Exercise →
Find every line in the records below that contains the word "gravel", and copy each of those lines in full. Case counts.

Data records
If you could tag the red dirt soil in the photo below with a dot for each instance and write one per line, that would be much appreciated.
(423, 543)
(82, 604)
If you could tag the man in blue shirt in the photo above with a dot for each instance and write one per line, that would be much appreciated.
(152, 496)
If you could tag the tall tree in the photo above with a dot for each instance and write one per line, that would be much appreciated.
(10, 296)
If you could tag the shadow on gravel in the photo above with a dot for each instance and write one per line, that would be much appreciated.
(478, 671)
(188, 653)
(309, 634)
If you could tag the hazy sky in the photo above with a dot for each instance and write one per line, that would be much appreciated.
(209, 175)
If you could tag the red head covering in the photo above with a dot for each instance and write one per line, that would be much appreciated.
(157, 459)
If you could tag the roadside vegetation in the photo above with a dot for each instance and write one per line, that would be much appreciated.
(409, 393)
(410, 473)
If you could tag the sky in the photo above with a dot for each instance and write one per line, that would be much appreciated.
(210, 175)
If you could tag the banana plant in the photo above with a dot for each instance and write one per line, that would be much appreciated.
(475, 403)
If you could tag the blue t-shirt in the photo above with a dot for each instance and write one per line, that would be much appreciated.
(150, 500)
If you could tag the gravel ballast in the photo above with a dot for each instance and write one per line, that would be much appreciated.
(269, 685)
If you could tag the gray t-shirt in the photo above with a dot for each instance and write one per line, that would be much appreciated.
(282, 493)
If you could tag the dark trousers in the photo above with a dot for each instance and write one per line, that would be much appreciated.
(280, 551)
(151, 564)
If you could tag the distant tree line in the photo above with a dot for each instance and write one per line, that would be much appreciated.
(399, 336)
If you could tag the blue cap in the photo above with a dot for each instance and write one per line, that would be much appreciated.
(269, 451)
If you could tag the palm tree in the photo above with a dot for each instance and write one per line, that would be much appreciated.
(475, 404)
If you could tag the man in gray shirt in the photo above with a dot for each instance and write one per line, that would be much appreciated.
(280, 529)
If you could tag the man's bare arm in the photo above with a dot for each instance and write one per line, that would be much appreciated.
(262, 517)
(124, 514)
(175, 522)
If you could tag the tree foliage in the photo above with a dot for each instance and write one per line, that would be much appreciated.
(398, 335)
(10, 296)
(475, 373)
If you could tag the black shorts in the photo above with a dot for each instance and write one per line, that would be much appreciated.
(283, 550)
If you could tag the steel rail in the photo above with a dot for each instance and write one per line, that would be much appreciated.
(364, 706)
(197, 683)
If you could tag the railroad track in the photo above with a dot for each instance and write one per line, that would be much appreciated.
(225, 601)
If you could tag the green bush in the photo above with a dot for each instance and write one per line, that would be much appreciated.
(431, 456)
--
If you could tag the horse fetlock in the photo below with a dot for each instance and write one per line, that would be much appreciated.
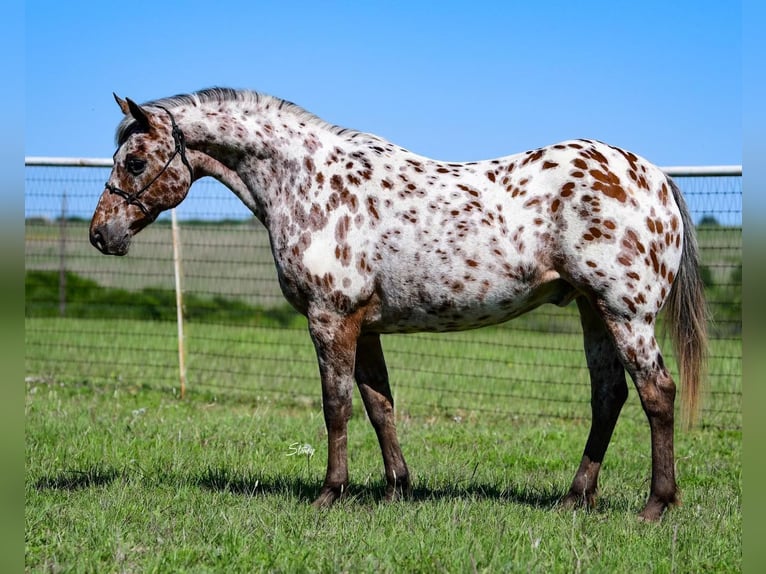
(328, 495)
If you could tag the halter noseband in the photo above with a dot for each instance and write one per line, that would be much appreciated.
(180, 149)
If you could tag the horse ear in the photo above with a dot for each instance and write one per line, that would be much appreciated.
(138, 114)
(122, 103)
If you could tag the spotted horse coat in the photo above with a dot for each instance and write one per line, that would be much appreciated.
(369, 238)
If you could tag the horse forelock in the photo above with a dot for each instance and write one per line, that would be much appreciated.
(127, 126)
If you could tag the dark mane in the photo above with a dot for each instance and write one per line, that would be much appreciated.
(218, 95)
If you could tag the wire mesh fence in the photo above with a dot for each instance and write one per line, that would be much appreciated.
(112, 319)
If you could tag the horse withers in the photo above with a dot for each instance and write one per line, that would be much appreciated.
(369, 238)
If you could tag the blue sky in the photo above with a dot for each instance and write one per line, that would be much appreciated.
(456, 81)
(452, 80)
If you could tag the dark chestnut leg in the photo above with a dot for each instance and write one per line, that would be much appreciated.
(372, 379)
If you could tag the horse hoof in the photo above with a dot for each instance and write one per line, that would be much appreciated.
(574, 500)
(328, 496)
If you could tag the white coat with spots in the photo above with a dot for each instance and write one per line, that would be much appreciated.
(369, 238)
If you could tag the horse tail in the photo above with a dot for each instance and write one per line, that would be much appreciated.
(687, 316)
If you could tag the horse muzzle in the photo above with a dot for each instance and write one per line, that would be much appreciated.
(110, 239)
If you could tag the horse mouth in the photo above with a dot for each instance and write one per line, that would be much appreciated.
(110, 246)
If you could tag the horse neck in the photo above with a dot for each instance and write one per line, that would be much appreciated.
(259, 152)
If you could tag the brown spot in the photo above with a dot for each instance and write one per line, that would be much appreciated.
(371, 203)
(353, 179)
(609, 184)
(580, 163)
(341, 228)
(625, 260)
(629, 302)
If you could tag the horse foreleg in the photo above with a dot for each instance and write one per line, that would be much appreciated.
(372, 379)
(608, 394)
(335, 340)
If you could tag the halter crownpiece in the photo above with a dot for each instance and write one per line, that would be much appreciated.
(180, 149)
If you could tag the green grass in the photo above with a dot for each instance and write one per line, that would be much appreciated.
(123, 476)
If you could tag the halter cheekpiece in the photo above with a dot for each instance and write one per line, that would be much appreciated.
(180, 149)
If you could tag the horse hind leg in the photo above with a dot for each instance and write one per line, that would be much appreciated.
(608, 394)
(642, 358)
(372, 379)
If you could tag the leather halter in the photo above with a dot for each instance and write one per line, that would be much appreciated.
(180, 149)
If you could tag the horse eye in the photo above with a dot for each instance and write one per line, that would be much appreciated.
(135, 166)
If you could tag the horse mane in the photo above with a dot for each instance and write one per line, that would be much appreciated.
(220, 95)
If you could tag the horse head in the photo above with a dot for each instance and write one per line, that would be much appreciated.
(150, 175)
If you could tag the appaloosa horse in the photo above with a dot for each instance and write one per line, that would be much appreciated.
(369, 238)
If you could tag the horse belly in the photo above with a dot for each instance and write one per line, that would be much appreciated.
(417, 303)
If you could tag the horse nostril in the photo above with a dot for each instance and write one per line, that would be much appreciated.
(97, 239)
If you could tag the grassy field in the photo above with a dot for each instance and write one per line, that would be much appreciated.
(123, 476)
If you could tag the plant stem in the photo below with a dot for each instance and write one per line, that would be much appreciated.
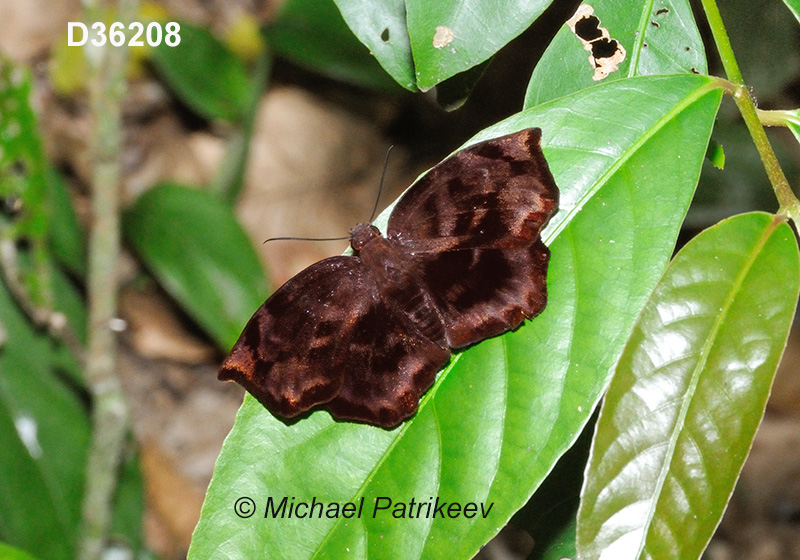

Reply →
If you could tag the shadow on gravel in the photo above with a dot for each instance and write one per line, that would be much appreciated.
If you could tag the gravel ballast in the photo above with a dot for each instance and write one per line, that would be much appreciated.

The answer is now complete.